What you have to do:
Rescale the material starting with the line containing "Q: Point out the building" and going on through the line containing "x=388 y=257", writing every one of those lines out again, requests included. Multiply each coordinate in the answers by 0.8 and round to a whole number, with halves rounding up, but leave the requests and their sample coordinates unchanged.

Saved entries:
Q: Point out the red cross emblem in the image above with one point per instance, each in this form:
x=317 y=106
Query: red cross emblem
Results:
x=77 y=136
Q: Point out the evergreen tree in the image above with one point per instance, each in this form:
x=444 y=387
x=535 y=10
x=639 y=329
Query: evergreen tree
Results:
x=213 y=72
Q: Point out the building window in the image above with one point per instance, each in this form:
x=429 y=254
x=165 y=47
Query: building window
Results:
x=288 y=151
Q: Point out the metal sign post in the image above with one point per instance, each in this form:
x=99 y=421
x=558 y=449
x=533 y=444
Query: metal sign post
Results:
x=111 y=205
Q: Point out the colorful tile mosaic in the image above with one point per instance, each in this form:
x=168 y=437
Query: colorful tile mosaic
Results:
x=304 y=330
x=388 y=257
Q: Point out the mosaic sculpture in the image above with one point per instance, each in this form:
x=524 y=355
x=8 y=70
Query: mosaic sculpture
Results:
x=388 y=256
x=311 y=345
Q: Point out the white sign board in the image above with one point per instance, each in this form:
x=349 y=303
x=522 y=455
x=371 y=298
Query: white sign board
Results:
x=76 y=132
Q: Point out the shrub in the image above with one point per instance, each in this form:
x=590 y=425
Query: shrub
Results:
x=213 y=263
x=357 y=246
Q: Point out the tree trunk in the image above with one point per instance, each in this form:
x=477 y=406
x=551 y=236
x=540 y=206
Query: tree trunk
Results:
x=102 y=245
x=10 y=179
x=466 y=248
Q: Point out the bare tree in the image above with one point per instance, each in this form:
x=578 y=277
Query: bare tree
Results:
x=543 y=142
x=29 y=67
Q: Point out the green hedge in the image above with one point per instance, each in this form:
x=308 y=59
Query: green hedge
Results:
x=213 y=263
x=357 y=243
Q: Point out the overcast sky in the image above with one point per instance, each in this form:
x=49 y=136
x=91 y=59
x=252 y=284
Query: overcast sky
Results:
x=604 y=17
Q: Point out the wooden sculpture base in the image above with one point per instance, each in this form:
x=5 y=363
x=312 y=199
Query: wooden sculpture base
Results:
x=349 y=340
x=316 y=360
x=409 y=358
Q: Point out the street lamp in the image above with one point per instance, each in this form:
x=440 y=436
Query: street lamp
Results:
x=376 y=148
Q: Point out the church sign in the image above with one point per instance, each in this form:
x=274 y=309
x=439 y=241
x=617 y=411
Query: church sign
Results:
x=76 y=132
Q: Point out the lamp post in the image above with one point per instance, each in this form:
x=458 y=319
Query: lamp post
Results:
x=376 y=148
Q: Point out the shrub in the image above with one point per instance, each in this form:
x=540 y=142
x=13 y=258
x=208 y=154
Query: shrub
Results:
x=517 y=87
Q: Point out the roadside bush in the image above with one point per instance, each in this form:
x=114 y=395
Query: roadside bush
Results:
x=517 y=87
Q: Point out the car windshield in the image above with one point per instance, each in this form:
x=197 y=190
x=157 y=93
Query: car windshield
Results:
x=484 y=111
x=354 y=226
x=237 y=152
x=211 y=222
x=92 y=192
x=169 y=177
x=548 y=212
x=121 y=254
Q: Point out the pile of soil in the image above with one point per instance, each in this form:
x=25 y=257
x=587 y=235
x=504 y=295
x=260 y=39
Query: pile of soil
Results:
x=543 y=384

Final result:
Q: Point out the building window in the image above with one point per instance, each in this form:
x=429 y=254
x=165 y=47
Query: building window
Results:
x=230 y=121
Q: Point out the metal sign post in the image above with one point per instance, each in this form:
x=99 y=421
x=558 y=449
x=533 y=444
Query: metal sign post
Results:
x=89 y=164
Q: Point out the colorful tile mosaic in the image above with one point per instance, each in this form:
x=168 y=437
Query: colorful tile mosaic
Results:
x=243 y=264
x=310 y=206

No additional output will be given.